First attempt at analyzing a “real” file

I collected a bunch of presumably malicious documents from my Hotmail account that has turned into a great repository of spam and malware over the years. I’ve had this email address since 1997 and I regularly get phishing email sent to me, containing both links and files (typically MS Office documents, .PDFs, and various compressed files). Since I just finished working through Practical Malware Analysis, I thought I’d try analyzing some of the crap that gets sent to me on a daily basis.

I created a shady Russian email address that I use for forwarding all my malicious email. I don’t really want to have my email account that I actually use open while I open or run any of these attachments, so I just forward the messages to this new address and then use that to download the attachments. I access the account through a VM running on a different platform than the guest OS (in this case, I run Linux as the host and Win7 as the guest) on a burner laptop so that any “containment” issues hopefully won’t become too much of a problem.

* _Written instruction 1_:
Pick out and copy each line of the records below that contains the word "wooden".

* _Material for this exercise_:
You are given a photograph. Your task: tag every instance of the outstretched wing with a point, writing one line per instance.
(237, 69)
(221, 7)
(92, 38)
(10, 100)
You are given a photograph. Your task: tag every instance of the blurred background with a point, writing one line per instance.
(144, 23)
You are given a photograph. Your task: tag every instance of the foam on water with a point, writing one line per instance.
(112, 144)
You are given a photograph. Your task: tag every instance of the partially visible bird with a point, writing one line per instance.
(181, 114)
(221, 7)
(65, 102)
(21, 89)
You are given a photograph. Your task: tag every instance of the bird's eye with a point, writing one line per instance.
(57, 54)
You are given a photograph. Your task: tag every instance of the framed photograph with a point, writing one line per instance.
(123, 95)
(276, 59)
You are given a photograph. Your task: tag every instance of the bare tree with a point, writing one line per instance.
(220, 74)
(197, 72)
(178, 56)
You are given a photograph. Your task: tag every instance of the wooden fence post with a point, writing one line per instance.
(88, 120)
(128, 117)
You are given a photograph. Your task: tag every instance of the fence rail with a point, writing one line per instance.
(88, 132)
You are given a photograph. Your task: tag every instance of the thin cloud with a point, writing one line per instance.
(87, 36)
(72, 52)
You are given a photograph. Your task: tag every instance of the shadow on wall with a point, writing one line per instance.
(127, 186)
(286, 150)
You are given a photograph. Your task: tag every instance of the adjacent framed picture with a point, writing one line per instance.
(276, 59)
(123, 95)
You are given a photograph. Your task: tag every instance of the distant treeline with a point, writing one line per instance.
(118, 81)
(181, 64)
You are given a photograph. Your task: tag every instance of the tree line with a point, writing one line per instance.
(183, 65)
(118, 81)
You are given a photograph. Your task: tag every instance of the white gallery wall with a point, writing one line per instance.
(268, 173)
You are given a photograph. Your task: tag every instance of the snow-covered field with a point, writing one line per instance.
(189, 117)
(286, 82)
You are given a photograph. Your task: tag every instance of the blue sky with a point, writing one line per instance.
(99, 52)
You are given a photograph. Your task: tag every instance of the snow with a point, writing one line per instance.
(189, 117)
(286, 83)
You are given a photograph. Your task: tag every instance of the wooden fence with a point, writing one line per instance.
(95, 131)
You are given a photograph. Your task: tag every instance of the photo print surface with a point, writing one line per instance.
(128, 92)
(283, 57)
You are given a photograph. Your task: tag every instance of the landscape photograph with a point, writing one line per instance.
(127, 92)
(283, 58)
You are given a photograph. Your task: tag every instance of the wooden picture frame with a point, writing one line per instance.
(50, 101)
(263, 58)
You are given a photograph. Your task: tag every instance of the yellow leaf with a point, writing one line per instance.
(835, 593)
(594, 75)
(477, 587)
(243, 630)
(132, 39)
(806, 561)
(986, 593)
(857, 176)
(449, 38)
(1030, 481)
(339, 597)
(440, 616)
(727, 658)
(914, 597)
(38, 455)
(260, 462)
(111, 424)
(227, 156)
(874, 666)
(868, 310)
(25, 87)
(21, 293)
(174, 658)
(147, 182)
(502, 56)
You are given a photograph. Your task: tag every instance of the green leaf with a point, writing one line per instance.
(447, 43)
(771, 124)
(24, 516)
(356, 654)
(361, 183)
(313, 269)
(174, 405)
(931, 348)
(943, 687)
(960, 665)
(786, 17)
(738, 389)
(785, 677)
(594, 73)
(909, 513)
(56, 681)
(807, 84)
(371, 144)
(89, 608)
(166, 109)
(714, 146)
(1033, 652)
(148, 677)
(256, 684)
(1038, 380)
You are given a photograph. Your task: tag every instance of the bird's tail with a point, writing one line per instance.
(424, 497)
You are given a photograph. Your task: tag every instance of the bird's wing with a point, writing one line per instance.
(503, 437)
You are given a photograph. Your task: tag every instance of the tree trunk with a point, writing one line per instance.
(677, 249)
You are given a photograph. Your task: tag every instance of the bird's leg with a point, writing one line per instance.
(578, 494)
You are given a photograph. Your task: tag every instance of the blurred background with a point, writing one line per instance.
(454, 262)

* _Written instruction 2_:
Using the malware-analysis post above, mark each statement yes or no. Support each answer with the deciding words from the post, quoted exactly. (a) The writer has had the email address since 1997. (b) The host system runs Windows 7. (c) The writer keeps the email account they actually use open while opening the attachments.

* _Task response 1_:
You are given a photograph. Your task: tag every instance of the wooden fence post with a point, writing one line per instance.
You are given a photograph. Your task: tag every instance of the wooden fence with a point, writing one line per instance.
You are given a photograph. Your task: tag every instance of the wooden picture frame with a point, writing one line per instance.

* _Task response 2_:
(a) Yes: "I’ve had this email address since 1997"
(b) No: "I run Linux as the host and Win7 as the guest"
(c) No: "I don’t really want to have my email account that I actually use open while I open or run any of these attachments"